Task: Pull out of the data below the stretch of lines bounded by the one containing "Report one dot per instance of the white" and the one containing "Report one dot per instance of the building", both bounds included, unchanged.

(Records for the exercise)

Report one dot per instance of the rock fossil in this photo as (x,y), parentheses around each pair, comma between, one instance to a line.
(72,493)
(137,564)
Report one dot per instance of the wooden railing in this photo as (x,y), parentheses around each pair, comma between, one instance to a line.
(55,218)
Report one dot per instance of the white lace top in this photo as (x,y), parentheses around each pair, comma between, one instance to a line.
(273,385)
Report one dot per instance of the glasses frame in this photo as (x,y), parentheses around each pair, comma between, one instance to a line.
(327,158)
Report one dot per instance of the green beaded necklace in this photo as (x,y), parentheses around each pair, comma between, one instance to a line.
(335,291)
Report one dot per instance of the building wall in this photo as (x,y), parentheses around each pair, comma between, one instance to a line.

(End Records for the exercise)
(Records for the exercise)

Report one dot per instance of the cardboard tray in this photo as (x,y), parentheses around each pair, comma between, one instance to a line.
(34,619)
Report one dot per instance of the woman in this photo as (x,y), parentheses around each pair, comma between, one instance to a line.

(End Records for the exercise)
(Records for the exercise)

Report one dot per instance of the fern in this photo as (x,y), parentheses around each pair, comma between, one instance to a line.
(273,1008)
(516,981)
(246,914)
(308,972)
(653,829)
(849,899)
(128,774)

(End Records for the exercise)

Completed task:
Report one dot per instance of the white lace top in this photo as (x,y), parentheses around each pair, comma between, one instance to a line.
(273,385)
Report one dot per instance of the glasses frame in this photo as (x,y), parentheses around each pair, comma between, one instance to a line.
(327,158)
Report one dot per instance of the green beaded necklace in this photo as (x,y), parentheses around each pair, comma between, one instance to a line.
(335,291)
Report one dot per instance of the building wall in this photo as (x,y), parentheses around each pair, comma between, one instance to a line.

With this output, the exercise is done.